* _EXCERPT PROVIDED_

Segment Open

One of my former best friends, a man by the name of Jeff Kleinman had a severe problem with gas.
He didn’t view it as a problem, and seemed to enjoy basking in his own odor, as I could be sitting there chatting with him over dinner, and a smile would cross his face, which triggered the:
“Oh shit, not again,” flight or fight instinct, which invariably meant one thing: “RUN”
You could not ‘win’ against Jeff and his farts.
I kid you not – he could fart at will.
Just by thinking about it. .
If I didn’t know any better, I would say Jeff was a bonafide superhero and farting was his superpower.
Case in point: A group of us took a vacation to Puerto Penasco aka Rocky Pointe, Mexico – and went to a place called JJ’s Cantina.
We’d all been drinking.
Someone in our group asked “Where is Jeff?”
Despite his odd superpower, he was still a de facto superhero, so he was actually pretty good with the women, so I figured he was on the dance floor ‘on the prowl’.
As I looked for him, I noticed the primary dance floor – a room that was about 25′ by 25′ – had a crowd formed in a circle on the dance floor.
I expected someone to be break dancing there.
And wouldn’t you know it.
Jeff had ‘laid a bomb’ right in the middle of the dance floor, as he was dancing by himself right in the middle, with everyone having steered clear of the man with the odd superpower.
I made the mistake of walking into the circle, and I felt like I had been slapped by the odor., It was that bad.
“Jesus, Jeff, did you shit your pants?,” I yelled.
“What are you talking about, it smells like Petunias,” he said laughing.
He always had such a fantastic sense of humor.

Segment Closed

Images for locating objects:
Segment Open

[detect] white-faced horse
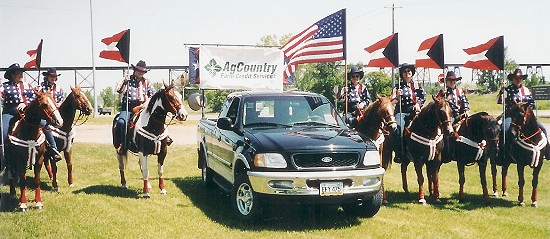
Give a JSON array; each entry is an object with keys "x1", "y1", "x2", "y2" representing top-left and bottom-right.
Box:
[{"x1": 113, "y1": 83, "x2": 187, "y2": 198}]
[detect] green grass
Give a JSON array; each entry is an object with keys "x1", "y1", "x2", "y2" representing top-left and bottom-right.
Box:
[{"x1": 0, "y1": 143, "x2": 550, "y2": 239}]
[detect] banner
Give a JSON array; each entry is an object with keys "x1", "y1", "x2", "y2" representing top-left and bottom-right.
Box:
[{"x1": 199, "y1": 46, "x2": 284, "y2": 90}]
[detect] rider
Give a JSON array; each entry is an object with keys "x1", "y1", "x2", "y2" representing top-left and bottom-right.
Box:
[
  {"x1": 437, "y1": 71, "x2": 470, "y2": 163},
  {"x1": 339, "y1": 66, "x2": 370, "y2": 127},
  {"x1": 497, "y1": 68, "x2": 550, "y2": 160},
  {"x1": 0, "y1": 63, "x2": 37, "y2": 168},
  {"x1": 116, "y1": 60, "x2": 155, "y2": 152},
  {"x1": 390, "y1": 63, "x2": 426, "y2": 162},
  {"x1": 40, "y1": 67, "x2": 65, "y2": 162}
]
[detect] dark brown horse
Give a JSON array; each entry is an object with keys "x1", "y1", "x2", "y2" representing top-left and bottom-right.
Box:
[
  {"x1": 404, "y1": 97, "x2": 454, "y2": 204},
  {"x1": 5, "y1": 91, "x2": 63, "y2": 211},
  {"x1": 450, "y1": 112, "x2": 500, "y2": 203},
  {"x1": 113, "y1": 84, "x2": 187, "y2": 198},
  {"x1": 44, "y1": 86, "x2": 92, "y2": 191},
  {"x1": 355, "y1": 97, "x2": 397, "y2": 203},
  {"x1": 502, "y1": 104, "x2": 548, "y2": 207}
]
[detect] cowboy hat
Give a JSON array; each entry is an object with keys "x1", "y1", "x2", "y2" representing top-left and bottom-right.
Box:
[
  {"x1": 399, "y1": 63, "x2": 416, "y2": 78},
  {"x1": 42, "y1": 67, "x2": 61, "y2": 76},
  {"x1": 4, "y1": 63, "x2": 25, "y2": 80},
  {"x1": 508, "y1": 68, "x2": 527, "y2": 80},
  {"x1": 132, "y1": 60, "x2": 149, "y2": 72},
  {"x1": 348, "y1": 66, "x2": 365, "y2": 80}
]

Segment Closed

* _ACTIONS TO TAKE_
• a. Answer these questions about the anecdote about Jeff:
(i) Where did the group go on vacation?
(ii) About how large was the room with the primary dance floor?
(iii) What did Jeff say the smell was like?
• b. Repeat the anecdote about Jeff word for word, from "As I looked" up to and including "you know it.".
These records have no connection to the text.

* _ANSWERS GIVEN_
• a.
(i) Puerto Penasco, also called Rocky Pointe, Mexico
(ii) About 25′ by 25′
(iii) Petunias

• b.
As I looked for him, I noticed the primary dance floor – a room that was about 25′ by 25′ – had a crowd formed in a circle on the dance floor.
I expected someone to be break dancing there.
And wouldn’t you know it.